“The theme is clear: absent financial distress, there is no reason for Chapter 11 and no valid bankruptcy purpose.”
On Jan. 30, 2023, the U.S. Court of Appeals for the Third Circuit dismissed the Chapter 11 bankruptcy case of LTL Management LLC, a Johnson & Johnson entity created to hold billions in liabilities stemming from J&J’s talc products, after finding that the case was not filed in good faith. See In re LTL Management, LLC, No. 22-2003, 2023 BL 28442 (3d. Cir. Jan. 30, 2023). The decision reversed rulings of the Bankruptcy Court for the District of New Jersey noting that the bankruptcy court erred by focusing its analysis on the financial wellbeing of LTL’s predecessor instead of LTL itself.
As the Court explained, “[w]e start, and stay, with good faith . . . What counts to access the Bankruptcy Code’s safe harbor is to meet its intended purpose. Only a putative debtor in financial distress can do so. LTL was not.” This case could potentially impact certain companies' ability to file for bankruptcy in the Third Circuit (which includes the Delaware Bankruptcy Court) – and certainly creates uncertainty around eligibility. It also strikes a blow against large companies using strategies like the so-called “Texas two-step” merger to cabin off liabilities – exposing the larger corporate entities to those broader liabilities.
The Good Faith Requirement
Section 1112(b) of the Bankruptcy Code requires a bankruptcy court to dismiss a Chapter 11 case for “cause,” which can include a finding that the case was not filed in good faith. Courts consider the totality of the circumstances, but one particularly important inquiry is whether the petition serves a valid bankruptcy purpose. “[A] debtor who does not suffer from financial distress cannot demonstrate its Chapter 11 petition serves a valid bankruptcy purpose supporting good faith.”
The “Texas Two-Step” & LTL’s Funding Agreement
J&J formed LTL two days prior to LTL’s Chapter 11 filing through a form of divisional merger allowed under Texas law. Under the transaction, an existing subsidiary of J&J named Johnson and Johnson Consumer Inc. (“Old Consumer”) allocated essentially all of its talc-related tort liabilities to a new entity named LTL Management LLC. Concurrently, Old Consumer assigned its operating assets to a different new entity also named Johnson & Johnson Consumer Inc. (“New Consumer”) – effectively severing the assets from the liabilities. LTL’s assumption of Old Consumer’s liabilities meant that LTL “would take the place of Old Consumer in current and future talc lawsuits and be responsible for their defense.” At the same time the actual assets from which those liabilities derived had been moved to New Consumer which would continue operating. To effectuate this strategy for ring-fencing liabilities, J&J relied on provisions of Texas state law that “splits a legal entity in two, divides its assets and liabilities between two new entities, and terminates the original entity.” People have commonly called this transaction, a “Texas two-step” divisional merger.

*Directions:*
**a)** Using the text on the LTL Management ruling, decide whether each statement agrees with it. Answer yes or no for each, and quote the deciding words.
(i) The Third Circuit affirmed the rulings of the bankruptcy court.
(ii) J&J formed LTL two days before LTL's Chapter 11 filing.
(iii) Old Consumer assigned its operating assets to LTL.
**b)** Summarize the text on the LTL Management ruling in two sentences.
**c)** Answer these questions from the text on the LTL Management ruling:
(i) Which section of the Bankruptcy Code requires a bankruptcy court to dismiss a Chapter 11 case for "cause"?
(ii) Which existing J&J subsidiary allocated its talc-related tort liabilities to LTL?
(iii) Which bankruptcy court does the text say the Third Circuit includes?
The records that come next aren't needed for this work.

*Data rows:*
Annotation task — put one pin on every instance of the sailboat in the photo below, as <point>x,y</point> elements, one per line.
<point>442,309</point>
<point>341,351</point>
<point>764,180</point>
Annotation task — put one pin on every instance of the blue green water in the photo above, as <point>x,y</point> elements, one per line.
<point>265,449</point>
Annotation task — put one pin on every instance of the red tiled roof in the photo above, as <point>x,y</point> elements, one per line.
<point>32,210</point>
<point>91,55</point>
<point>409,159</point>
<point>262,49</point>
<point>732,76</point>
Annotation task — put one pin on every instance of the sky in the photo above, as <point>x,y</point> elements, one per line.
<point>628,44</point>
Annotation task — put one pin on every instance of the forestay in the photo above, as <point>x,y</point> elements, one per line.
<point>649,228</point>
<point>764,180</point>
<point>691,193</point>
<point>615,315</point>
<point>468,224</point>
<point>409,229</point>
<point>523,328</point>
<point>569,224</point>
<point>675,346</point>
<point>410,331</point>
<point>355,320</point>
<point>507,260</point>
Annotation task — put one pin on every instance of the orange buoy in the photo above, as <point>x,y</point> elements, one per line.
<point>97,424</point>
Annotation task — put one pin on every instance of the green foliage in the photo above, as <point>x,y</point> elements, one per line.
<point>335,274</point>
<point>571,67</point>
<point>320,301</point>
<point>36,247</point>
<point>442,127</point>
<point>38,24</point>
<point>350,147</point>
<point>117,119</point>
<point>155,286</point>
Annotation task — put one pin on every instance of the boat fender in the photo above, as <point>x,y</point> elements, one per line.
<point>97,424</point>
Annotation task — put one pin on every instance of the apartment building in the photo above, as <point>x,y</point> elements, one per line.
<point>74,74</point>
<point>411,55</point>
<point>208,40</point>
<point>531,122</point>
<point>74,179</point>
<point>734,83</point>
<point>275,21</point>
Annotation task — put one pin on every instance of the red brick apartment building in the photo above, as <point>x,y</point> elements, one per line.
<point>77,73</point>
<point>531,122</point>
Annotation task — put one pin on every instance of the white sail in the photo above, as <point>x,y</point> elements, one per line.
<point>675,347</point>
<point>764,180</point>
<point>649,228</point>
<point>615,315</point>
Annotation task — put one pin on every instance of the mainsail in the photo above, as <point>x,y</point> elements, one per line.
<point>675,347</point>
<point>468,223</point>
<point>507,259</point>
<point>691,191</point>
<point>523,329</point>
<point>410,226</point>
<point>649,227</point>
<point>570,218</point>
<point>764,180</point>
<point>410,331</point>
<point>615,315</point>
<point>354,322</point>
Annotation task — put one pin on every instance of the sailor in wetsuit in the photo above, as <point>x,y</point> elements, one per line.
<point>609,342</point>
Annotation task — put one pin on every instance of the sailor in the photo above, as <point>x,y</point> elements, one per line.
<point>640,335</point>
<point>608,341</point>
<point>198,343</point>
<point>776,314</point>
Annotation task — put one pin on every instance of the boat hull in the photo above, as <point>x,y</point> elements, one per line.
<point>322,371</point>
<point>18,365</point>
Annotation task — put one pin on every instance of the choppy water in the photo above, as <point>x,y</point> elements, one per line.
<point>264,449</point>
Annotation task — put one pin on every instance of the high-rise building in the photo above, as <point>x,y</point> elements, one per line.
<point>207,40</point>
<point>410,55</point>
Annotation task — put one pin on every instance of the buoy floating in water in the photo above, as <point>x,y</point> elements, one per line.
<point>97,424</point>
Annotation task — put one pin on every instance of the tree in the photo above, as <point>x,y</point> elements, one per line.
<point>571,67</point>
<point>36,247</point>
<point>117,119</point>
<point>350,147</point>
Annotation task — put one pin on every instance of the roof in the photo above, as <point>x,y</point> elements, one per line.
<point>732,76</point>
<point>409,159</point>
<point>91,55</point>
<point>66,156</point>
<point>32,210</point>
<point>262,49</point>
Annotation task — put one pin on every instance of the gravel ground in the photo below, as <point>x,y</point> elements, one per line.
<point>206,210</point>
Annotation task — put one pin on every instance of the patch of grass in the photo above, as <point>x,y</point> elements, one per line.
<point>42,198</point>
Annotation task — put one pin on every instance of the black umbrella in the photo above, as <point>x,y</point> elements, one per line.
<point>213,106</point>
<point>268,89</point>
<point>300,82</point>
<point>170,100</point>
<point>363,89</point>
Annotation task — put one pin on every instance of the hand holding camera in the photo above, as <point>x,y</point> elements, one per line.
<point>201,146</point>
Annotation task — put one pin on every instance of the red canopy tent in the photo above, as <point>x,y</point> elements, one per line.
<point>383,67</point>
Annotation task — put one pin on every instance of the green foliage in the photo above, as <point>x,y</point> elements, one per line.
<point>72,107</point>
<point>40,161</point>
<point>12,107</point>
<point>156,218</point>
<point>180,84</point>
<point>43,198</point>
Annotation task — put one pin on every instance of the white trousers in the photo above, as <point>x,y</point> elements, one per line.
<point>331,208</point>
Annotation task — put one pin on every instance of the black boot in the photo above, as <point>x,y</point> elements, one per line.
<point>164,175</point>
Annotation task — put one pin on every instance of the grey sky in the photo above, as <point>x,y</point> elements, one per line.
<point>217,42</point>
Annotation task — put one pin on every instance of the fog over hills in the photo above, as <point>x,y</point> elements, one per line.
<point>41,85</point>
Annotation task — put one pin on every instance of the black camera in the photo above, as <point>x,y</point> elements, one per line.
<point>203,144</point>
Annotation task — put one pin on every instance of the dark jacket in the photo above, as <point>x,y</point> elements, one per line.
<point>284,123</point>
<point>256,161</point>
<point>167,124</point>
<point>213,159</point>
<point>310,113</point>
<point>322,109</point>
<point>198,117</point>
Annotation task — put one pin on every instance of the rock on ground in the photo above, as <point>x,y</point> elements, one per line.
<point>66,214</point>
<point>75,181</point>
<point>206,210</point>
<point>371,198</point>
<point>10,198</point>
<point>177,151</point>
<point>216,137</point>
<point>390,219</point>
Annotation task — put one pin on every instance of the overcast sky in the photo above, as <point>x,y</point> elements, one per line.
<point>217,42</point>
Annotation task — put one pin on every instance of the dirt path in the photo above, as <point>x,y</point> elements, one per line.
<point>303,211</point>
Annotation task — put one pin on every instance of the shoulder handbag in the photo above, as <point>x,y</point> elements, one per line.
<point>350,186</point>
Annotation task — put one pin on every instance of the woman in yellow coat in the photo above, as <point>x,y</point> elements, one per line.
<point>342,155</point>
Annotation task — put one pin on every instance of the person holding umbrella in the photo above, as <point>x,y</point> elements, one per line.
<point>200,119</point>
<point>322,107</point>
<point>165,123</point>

*Answers below:*
**a)**
(i) No: "The decision reversed rulings of the Bankruptcy Court for the District of New Jersey"
(ii) Yes: "J&J formed LTL two days prior to LTL’s Chapter 11 filing"
(iii) No: "Old Consumer assigned its operating assets to a different new entity also named Johnson & Johnson Consumer Inc. (“New Consumer”)"

**b)** On Jan. 30, 2023, the Third Circuit dismissed the Chapter 11 case of LTL Management LLC, a Johnson & Johnson entity created to hold talc-related liabilities, because the case was not filed in good faith: LTL was not in financial distress. LTL came out of a "Texas two-step" divisional merger that gave it Old Consumer's talc liabilities and moved the operating assets to New Consumer, and the ruling creates uncertainty around bankruptcy eligibility in the Third Circuit.

**c)**
(i) Section 1112(b)
(ii) Johnson and Johnson Consumer Inc. ("Old Consumer")
(iii) The Delaware Bankruptcy Court